▶ [What to work on] Your answer should be an exact copy of every record.
[Provided records — start]
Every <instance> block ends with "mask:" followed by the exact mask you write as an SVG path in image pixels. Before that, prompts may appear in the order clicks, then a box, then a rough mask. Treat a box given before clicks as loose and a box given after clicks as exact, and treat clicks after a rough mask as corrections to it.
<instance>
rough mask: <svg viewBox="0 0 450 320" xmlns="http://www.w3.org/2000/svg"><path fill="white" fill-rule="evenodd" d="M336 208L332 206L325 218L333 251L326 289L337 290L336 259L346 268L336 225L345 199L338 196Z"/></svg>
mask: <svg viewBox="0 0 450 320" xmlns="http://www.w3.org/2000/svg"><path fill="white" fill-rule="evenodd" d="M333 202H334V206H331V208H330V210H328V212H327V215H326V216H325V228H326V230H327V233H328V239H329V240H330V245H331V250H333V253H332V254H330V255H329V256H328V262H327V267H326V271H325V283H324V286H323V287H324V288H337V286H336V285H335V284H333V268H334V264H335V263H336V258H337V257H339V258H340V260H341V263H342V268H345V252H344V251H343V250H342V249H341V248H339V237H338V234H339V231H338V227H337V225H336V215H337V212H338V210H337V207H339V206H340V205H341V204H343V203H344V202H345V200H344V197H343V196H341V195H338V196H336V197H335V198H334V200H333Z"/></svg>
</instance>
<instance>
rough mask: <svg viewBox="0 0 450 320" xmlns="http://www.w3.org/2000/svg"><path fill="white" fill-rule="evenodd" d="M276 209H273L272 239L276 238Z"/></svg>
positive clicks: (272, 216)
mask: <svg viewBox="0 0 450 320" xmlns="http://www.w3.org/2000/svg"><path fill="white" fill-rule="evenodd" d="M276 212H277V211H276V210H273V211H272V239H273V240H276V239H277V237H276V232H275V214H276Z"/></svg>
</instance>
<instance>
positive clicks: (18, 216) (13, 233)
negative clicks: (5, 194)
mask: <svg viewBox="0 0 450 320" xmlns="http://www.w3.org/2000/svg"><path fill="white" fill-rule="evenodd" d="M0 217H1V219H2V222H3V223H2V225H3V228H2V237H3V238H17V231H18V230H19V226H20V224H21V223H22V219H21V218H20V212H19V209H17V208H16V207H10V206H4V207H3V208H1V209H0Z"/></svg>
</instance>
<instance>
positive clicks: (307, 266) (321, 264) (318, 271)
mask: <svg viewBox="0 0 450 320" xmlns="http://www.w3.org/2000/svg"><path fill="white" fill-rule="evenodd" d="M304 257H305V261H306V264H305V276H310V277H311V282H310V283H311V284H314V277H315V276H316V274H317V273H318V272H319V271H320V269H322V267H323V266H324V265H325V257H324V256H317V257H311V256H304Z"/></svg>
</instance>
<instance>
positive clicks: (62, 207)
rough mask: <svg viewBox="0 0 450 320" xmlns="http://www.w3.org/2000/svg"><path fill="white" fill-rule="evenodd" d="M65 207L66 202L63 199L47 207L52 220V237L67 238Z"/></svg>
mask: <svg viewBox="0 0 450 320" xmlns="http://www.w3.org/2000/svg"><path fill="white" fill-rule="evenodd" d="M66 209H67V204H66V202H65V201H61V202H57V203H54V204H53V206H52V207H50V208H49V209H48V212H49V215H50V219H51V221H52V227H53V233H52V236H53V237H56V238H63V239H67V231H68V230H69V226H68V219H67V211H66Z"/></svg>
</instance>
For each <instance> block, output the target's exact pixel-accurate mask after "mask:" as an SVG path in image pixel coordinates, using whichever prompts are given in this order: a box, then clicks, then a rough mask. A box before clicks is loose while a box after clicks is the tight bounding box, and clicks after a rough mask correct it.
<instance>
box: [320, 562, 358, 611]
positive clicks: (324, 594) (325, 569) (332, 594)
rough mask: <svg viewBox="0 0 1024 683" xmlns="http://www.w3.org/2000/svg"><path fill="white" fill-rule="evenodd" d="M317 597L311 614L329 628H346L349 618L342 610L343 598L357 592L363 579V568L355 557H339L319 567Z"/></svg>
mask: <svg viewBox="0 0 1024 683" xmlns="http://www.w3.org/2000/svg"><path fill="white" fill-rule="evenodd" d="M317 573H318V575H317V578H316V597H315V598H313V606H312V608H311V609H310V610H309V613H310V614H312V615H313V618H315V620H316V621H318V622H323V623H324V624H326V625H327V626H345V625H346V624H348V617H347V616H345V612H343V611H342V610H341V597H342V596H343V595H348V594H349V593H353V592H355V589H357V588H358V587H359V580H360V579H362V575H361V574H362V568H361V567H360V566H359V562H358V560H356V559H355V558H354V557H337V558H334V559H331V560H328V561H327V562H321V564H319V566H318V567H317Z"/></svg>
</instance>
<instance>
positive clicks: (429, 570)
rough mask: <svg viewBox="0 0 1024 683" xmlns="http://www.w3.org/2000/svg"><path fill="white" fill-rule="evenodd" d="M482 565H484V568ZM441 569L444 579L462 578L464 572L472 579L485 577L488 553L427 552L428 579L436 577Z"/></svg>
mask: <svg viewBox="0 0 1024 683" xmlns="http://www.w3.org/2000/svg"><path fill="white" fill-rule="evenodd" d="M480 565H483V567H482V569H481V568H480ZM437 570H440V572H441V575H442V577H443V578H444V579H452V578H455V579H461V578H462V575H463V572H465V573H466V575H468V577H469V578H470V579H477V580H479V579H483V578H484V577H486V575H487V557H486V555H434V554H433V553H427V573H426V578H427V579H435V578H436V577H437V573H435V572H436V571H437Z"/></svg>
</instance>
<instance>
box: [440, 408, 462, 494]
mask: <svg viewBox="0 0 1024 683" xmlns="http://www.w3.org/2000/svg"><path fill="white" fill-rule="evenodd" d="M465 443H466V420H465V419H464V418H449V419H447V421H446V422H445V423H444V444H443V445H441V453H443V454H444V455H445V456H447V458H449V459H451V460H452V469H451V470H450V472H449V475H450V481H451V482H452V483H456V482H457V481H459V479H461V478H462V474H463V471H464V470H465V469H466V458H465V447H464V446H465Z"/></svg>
[Provided records — finish]
▶ [Worked solution]
Every <instance> block ends with "mask:" followed by the exact mask you write as an SVG path in image pixels. Before that, prompts may appear in the order clicks, then a box, then a rough mask. Treat a box given before clicks as loose and a box given after clicks as exact, and treat clicks after a rough mask as corrections to it.
<instance>
rough mask: <svg viewBox="0 0 450 320" xmlns="http://www.w3.org/2000/svg"><path fill="white" fill-rule="evenodd" d="M336 208L332 206L325 218L333 251L326 289L337 290L336 259L346 268L336 225L345 199L338 196Z"/></svg>
mask: <svg viewBox="0 0 450 320" xmlns="http://www.w3.org/2000/svg"><path fill="white" fill-rule="evenodd" d="M333 202H334V206H331V208H330V210H328V212H327V215H326V216H325V228H326V230H327V233H328V239H329V240H330V245H331V250H333V253H332V254H330V255H329V256H328V262H327V267H326V271H325V283H324V286H323V287H324V288H337V286H336V285H335V284H333V268H334V264H335V263H336V258H337V257H339V258H340V260H341V263H342V268H345V252H344V251H343V250H342V249H341V248H339V237H338V234H339V231H338V227H337V225H336V215H337V212H338V210H337V207H339V206H340V205H341V204H343V203H344V202H345V200H344V197H343V196H341V195H338V196H336V197H335V198H334V200H333Z"/></svg>
</instance>
<instance>
rough mask: <svg viewBox="0 0 450 320" xmlns="http://www.w3.org/2000/svg"><path fill="white" fill-rule="evenodd" d="M276 209H273L272 239L276 238Z"/></svg>
positive clicks: (272, 216)
mask: <svg viewBox="0 0 450 320" xmlns="http://www.w3.org/2000/svg"><path fill="white" fill-rule="evenodd" d="M276 212H277V211H276V210H273V211H272V239H273V240H276V239H277V237H276V232H275V214H276Z"/></svg>
</instance>
<instance>
positive clicks: (18, 216) (13, 233)
negative clicks: (5, 194)
mask: <svg viewBox="0 0 450 320" xmlns="http://www.w3.org/2000/svg"><path fill="white" fill-rule="evenodd" d="M0 217H1V219H2V222H3V223H2V225H3V228H2V237H3V238H17V231H18V230H19V226H20V224H21V223H22V219H21V218H20V212H19V209H17V208H16V207H10V206H4V207H3V208H1V209H0Z"/></svg>
</instance>
<instance>
positive clicks: (307, 266) (321, 264) (318, 271)
mask: <svg viewBox="0 0 450 320" xmlns="http://www.w3.org/2000/svg"><path fill="white" fill-rule="evenodd" d="M304 257H305V261H306V264H305V276H310V277H311V282H310V283H311V284H314V277H315V276H316V274H317V273H318V272H319V271H320V269H322V267H323V266H324V265H325V257H324V256H317V257H311V256H304Z"/></svg>
</instance>
<instance>
positive clicks: (62, 207)
rough mask: <svg viewBox="0 0 450 320" xmlns="http://www.w3.org/2000/svg"><path fill="white" fill-rule="evenodd" d="M65 207L66 202L63 199L47 207L52 220V237L67 238Z"/></svg>
mask: <svg viewBox="0 0 450 320" xmlns="http://www.w3.org/2000/svg"><path fill="white" fill-rule="evenodd" d="M66 209H67V204H66V202H65V201H61V202H57V203H54V204H53V206H52V207H50V208H49V209H48V212H49V215H50V219H51V221H52V227H53V233H52V236H53V237H56V238H63V239H67V231H68V230H69V226H68V219H67V211H66Z"/></svg>
</instance>
For each <instance> block, output the target's exact pixel-accurate mask after "mask:" as an SVG path in image pixel coordinates, using whichever prompts are given in this order: a box, then clicks, then a rough mask. A box before clicks is loose while a box after clicks is the tight bounding box, and clicks after a rough mask correct it.
<instance>
box: [320, 562, 358, 611]
positive clicks: (324, 594) (325, 569) (332, 594)
rough mask: <svg viewBox="0 0 1024 683" xmlns="http://www.w3.org/2000/svg"><path fill="white" fill-rule="evenodd" d="M317 597L311 614L329 628H346L349 618L342 610L343 598L357 592L363 579V568L355 557H339L319 567Z"/></svg>
mask: <svg viewBox="0 0 1024 683" xmlns="http://www.w3.org/2000/svg"><path fill="white" fill-rule="evenodd" d="M317 573H318V575H317V578H316V597H315V598H313V606H312V608H311V609H310V610H309V613H310V614H312V615H313V618H315V620H316V621H318V622H323V623H324V624H326V625H327V626H345V625H346V624H348V617H347V616H345V612H343V611H342V610H341V597H342V596H343V595H348V594H349V593H353V592H355V589H357V588H358V587H359V580H360V579H362V575H361V574H362V568H361V567H360V566H359V562H358V560H356V559H355V558H354V557H337V558H334V559H331V560H328V561H327V562H321V564H319V566H318V567H317Z"/></svg>
</instance>
<instance>
positive clicks: (429, 570)
rough mask: <svg viewBox="0 0 1024 683" xmlns="http://www.w3.org/2000/svg"><path fill="white" fill-rule="evenodd" d="M482 565H484V568ZM441 569L444 579L462 578L464 572L472 579L485 577L488 553L427 552L428 579L436 577Z"/></svg>
mask: <svg viewBox="0 0 1024 683" xmlns="http://www.w3.org/2000/svg"><path fill="white" fill-rule="evenodd" d="M480 565H483V567H482V569H481V568H480ZM437 570H440V572H441V575H442V577H443V578H444V579H452V578H455V579H461V578H462V575H463V572H465V573H466V575H468V577H469V578H470V579H477V580H479V579H483V578H484V577H486V575H487V557H486V555H434V554H433V553H427V573H426V578H427V579H435V578H436V577H437V573H435V572H436V571H437Z"/></svg>
</instance>
<instance>
box: [440, 408, 462, 494]
mask: <svg viewBox="0 0 1024 683" xmlns="http://www.w3.org/2000/svg"><path fill="white" fill-rule="evenodd" d="M465 443H466V420H465V419H464V418H449V419H447V421H446V422H445V423H444V444H443V445H441V453H443V454H444V455H445V456H447V458H449V459H451V460H452V469H451V470H450V472H449V475H450V481H451V482H452V483H456V482H457V481H459V479H461V478H462V474H463V471H464V470H465V469H466V458H465V447H464V446H465Z"/></svg>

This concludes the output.